Print, exactly as given, each line of the data from the line containing "Locate the 123rf" up to and including its last line.

Dataset rows:

start

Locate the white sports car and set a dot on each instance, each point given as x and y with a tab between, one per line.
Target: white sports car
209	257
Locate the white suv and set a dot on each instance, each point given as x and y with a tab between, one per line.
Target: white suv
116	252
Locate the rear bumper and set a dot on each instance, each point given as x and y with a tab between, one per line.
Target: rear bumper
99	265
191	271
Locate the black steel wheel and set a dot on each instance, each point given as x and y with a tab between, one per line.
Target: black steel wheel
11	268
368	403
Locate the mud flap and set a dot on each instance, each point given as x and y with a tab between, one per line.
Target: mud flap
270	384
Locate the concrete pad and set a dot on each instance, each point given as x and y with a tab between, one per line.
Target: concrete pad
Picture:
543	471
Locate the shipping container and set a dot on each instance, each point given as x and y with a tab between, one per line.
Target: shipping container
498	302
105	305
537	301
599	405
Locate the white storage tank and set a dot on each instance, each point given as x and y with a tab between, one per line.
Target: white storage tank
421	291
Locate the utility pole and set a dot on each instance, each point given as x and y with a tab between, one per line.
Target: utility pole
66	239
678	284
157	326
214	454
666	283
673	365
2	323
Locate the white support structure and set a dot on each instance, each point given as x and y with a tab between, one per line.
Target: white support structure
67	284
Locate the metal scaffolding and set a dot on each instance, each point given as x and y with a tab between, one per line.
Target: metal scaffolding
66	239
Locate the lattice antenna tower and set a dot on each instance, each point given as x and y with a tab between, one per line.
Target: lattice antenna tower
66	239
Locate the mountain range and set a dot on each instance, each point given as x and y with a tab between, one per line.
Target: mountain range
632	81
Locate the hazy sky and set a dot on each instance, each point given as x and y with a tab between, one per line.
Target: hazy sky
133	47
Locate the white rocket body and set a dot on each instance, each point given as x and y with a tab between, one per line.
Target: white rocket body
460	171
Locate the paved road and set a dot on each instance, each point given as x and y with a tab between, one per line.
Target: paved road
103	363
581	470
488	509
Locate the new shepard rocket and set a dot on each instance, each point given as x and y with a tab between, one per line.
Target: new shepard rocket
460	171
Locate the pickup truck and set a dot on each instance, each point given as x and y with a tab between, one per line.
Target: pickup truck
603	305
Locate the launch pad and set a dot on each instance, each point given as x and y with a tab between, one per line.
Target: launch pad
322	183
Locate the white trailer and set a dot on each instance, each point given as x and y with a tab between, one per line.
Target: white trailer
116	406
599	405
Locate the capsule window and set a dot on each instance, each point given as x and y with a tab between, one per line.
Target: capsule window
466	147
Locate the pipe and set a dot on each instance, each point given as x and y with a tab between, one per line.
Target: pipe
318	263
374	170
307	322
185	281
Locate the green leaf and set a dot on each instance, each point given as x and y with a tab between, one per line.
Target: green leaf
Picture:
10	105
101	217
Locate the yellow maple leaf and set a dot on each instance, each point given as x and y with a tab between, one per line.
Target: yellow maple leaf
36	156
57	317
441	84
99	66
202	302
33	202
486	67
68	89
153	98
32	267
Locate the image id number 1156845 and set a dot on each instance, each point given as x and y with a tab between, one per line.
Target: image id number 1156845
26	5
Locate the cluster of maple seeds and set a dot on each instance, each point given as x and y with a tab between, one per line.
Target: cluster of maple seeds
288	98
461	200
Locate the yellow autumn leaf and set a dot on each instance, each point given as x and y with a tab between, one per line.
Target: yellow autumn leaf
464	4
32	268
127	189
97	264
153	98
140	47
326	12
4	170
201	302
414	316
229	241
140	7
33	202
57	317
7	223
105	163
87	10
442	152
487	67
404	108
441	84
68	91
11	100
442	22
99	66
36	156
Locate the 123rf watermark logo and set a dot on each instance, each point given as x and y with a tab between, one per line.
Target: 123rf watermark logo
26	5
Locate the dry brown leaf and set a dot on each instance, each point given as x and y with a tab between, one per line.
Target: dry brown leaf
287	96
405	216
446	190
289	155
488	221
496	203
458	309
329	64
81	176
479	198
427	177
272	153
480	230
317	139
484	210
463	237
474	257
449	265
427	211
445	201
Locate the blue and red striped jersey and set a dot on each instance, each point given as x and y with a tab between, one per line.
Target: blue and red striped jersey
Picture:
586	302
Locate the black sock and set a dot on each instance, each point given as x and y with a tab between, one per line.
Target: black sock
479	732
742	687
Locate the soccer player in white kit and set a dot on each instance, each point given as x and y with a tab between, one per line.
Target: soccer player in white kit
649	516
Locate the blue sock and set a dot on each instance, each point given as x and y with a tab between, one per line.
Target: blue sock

end

Expected output |
Locate the 123rf watermark logo and set a dot on each instance, each point given as x and y with a tab between, one per line.
Target: 123rf watermark logo
26	5
Locate the dry brown leaf and set a dot on each instance, each point given as x and y with a tab between, one per line.
Target: dry brown leaf
287	96
405	216
446	190
289	155
488	221
496	203
458	309
329	64
81	176
479	198
427	177
272	153
480	230
317	139
484	210
463	237
474	257
449	265
427	211
445	201
Locate the blue and red striped jersey and set a dot on each instance, each point given as x and y with a tab between, one per line.
Target: blue and red striped jersey
Picture:
586	302
Locate the black sock and set a dot on each instance, each point given as x and y with a tab between, one per line.
Target: black sock
479	732
742	687
Locate the soccer player in white kit and set a dot on each instance, each point given as x and y with a tab between, one per line.
Target: soccer player in white kit
649	516
Locate the blue sock and set a dot on each instance, each point given as x and y with a tab between, one per line.
Target: blue sock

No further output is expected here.